INPUT RECORDS —
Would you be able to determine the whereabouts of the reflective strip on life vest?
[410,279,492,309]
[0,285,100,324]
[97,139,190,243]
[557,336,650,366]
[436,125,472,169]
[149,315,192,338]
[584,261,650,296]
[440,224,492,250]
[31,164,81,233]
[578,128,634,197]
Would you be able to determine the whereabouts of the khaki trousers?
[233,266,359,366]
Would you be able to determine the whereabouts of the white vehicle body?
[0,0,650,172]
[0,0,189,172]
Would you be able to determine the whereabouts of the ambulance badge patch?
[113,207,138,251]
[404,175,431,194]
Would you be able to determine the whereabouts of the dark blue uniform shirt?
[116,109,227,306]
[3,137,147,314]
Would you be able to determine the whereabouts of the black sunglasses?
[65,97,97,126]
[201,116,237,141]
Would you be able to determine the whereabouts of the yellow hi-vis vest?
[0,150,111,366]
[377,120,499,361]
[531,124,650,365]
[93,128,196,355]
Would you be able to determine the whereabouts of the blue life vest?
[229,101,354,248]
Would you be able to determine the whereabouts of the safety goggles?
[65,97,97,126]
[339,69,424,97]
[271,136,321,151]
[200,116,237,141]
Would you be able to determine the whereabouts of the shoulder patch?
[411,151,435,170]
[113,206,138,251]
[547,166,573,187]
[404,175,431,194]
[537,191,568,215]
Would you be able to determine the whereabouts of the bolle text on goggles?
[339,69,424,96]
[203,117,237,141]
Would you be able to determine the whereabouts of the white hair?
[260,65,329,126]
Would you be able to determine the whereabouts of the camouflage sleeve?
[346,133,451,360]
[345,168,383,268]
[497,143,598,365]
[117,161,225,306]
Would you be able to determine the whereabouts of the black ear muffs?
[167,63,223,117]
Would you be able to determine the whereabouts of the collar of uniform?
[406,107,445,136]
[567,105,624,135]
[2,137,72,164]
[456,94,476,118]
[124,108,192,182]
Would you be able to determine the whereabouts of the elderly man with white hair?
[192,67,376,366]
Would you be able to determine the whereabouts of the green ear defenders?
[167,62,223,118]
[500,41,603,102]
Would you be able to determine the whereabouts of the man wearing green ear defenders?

PROBLEM TO SOLVE — Rewrite the lines from the line containing "Would you be able to determine the whereabouts of the green" through the final line, substituting "hearing protectors" for "ear defenders" and leaving everything else unchanged.

OUTPUT FOR THIS EXERCISE —
Would you be able to determine the whereabouts of the green hearing protectors?
[167,62,223,118]
[500,41,603,102]
Would you be able to determine the whereabouts of the man wearing green hearing protectors?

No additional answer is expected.